┌─ Supplied entries
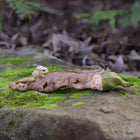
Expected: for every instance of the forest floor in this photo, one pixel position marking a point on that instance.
(76, 41)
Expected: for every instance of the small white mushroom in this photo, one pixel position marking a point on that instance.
(40, 71)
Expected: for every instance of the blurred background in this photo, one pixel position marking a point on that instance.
(96, 33)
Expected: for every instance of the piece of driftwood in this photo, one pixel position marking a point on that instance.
(55, 80)
(44, 81)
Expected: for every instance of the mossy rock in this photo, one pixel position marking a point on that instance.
(65, 113)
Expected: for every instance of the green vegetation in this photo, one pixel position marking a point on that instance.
(133, 80)
(12, 123)
(78, 103)
(124, 17)
(13, 98)
(14, 61)
(25, 7)
(123, 93)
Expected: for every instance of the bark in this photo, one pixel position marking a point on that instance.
(55, 80)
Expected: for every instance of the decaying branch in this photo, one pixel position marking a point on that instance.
(44, 81)
(58, 79)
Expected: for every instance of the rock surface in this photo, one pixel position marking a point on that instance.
(101, 116)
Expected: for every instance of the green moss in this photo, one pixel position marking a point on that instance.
(11, 123)
(137, 92)
(78, 103)
(133, 80)
(81, 93)
(123, 93)
(14, 61)
(29, 99)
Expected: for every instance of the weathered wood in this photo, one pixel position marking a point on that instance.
(81, 79)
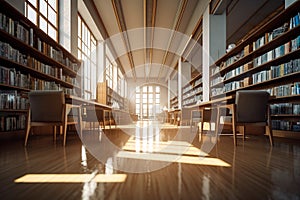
└─
Set out the material above as a numbered list with one line per item, leaving out blank lines and the pictures.

1. Expected: for every instance of the forest floor in this photo, one pixel position marking a point on that instance.
2. (76, 41)
3. Expected: for every instance of the small white mushroom in this photo, one pixel position marking a point on that instance.
4. (40, 71)
5. Expected: for every instance of the blurred background in this photo, one pixel position marking a point on that instance.
6. (96, 33)
7. Expected: for every instance of the piece of driftwood in this photo, one pixel position marking a point on that instance.
8. (55, 80)
9. (44, 81)
10. Expected: for every instance of the mossy rock in this photo, one pixel position marking a point on that instance.
11. (65, 113)
12. Expected: for every instance of the green vegetation in this photo, one pixel position marking a point on that instance.
13. (133, 80)
14. (12, 123)
15. (78, 103)
16. (124, 17)
17. (13, 98)
18. (14, 61)
19. (25, 7)
20. (123, 93)
21. Expected: for every instance of the bark in this photo, one pixel position marking a point on that instance.
22. (55, 80)
23. Expected: for every instance of the decaying branch in this photo, one pixel position marking a point on that instance.
24. (44, 81)
25. (58, 79)
26. Expected: for every instance of the rock surface in this photo, one pixel position marking a point on that instance.
27. (101, 116)
28. Expected: for every instance of the green moss in this photo, one pixel position marking a point on that instance.
29. (11, 123)
30. (137, 92)
31. (78, 103)
32. (133, 80)
33. (81, 93)
34. (123, 93)
35. (14, 61)
36. (29, 99)
37. Expected: for every instance of the weathered wood in this photo, one pixel position marking a point on that instance.
38. (81, 79)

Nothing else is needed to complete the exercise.